**ENUNCIADO A:**
Informe quantas linhas dos registros contêm a palavra "line". Responda somente com o número.

───── TRECHO DO TEXTO

Em 2005, durante o Santa Maria Vídeo e Cinema, festival da cidade no meio do Rio Grande do Sul, em uma sessão de muito trash depois d...

10:34:00 by marcelo engster


Em 2005, durante o Santa Maria Vídeo e Cinema, festival da cidade no meio do Rio Grande do Sul, em uma sessão de muito trash depois da meia noite no Bar Macondo, o mais desconstruído da região, conheci a obra de Petter Baiestorf. E o gore que escorria das tvs de tubo de 14 polegadas penduradas nas paredes do recinto era produzido ali pertinho, em Santa Catarina. Cinema lindo produzido com parcos recursos. Diversão garantida!
 
Nossa sessão de Processos Criativos agora também terá entrevistas com cineastas. Nada melhor do que começar com a maior referencia em trasheira, escatologia, sexo, sangue e tripas do cinema nacional. Eis Petter Baiestorf!


Adriano Trindade de Freitas e Petter Baiestorf em Zombio 2 - Foto: Andye Iore
Como você começou a trabalhar com cinema?
Comecei de zoeira. E na verdade até hoje estou nesta de zoeira. No início dos anos 90, acho que 1990 ou 1991, tomei contato com fanzines e bandas independentes e suas fantásticas demo-tapes. Em 1992 comecei a editar um fanzine chamado “Arghhh” (que durou até 2003) e convenci alguns amigos de que era possível a gente fazer um filme amador em VHS e distribuir em vídeo cassete, bem nos moldes como as bandas faziam com suas demo-tapes. E trabalhamos duro para que isso rolasse. Já em 1995, ainda neste sistema, fiz um longa chamado “O Monstro Legume do Espaço” que consegui distribuir em fita VHS por todo o Brasil, isso nos tornou uma espécie de referência dentro do sistema SOV de se fazer filmes aqui no Brasil. É este mercado que exploro.

Cada vez mais tento fazer o contrário daquilo que esperam de mim.

Como é seu processo criativo? Você tem uma rotina de criação? Tem metas? Como fazer pra chegar da ideia ao roteiro?

──────────
───── MATERIAL FORNECIDO

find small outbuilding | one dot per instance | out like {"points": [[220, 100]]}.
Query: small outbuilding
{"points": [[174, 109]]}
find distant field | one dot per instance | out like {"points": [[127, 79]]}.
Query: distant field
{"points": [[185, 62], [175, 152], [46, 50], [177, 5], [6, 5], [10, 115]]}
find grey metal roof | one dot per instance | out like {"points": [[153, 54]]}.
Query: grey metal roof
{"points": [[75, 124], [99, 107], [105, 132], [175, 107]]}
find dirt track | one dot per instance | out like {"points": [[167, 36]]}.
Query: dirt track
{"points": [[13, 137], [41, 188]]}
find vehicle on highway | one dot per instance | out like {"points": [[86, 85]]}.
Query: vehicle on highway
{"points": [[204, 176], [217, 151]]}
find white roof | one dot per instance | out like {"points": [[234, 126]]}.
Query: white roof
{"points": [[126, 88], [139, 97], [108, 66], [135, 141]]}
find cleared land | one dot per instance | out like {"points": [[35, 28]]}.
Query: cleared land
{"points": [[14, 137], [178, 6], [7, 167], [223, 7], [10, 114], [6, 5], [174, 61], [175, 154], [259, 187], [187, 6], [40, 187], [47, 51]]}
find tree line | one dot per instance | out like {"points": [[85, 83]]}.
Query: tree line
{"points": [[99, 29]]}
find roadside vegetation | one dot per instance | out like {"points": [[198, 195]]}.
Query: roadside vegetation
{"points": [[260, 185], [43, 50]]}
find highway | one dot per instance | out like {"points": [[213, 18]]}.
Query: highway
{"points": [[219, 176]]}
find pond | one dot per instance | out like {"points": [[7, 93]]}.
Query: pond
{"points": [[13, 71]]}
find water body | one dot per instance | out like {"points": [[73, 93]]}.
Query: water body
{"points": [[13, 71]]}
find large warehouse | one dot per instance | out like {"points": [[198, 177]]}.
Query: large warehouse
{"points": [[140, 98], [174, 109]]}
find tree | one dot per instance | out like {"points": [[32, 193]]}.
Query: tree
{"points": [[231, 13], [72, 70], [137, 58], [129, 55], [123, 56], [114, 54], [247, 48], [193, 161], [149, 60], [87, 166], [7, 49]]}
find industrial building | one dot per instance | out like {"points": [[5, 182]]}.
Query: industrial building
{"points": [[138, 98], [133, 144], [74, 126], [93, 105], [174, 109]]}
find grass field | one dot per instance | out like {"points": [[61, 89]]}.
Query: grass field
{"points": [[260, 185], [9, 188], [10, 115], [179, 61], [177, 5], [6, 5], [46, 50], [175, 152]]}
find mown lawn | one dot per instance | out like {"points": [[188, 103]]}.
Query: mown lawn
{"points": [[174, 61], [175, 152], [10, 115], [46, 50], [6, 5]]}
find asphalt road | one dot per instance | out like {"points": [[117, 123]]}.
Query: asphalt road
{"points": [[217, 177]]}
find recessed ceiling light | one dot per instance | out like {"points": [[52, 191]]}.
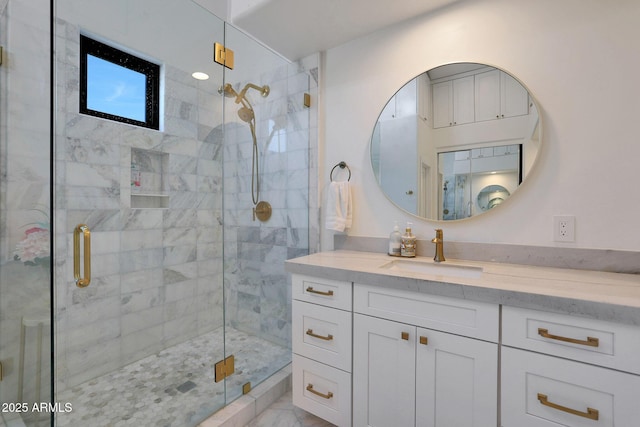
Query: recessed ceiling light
{"points": [[200, 76]]}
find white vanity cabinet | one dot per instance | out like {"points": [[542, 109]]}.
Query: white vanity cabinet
{"points": [[561, 370], [423, 360], [322, 341]]}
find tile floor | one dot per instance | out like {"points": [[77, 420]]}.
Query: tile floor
{"points": [[174, 388], [282, 413]]}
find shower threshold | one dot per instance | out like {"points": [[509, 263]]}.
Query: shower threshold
{"points": [[174, 387]]}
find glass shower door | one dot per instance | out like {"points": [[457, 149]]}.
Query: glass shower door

──────────

**ENUNCIADO B:**
Transcreva da entrevista com Petter Baiestorf o trecho que começa com as palavras "Comecei de zoeira." e termina com "esperam de mim.".

**RESULTADO FINAL A:**
2

**RESULTADO FINAL B:**
Comecei de zoeira. E na verdade até hoje estou nesta de zoeira. No início dos anos 90, acho que 1990 ou 1991, tomei contato com fanzines e bandas independentes e suas fantásticas demo-tapes. Em 1992 comecei a editar um fanzine chamado “Arghhh” (que durou até 2003) e convenci alguns amigos de que era possível a gente fazer um filme amador em VHS e distribuir em vídeo cassete, bem nos moldes como as bandas faziam com suas demo-tapes. E trabalhamos duro para que isso rolasse. Já em 1995, ainda neste sistema, fiz um longa chamado “O Monstro Legume do Espaço” que consegui distribuir em fita VHS por todo o Brasil, isso nos tornou uma espécie de referência dentro do sistema SOV de se fazer filmes aqui no Brasil. É este mercado que exploro.

Cada vez mais tento fazer o contrário daquilo que esperam de mim.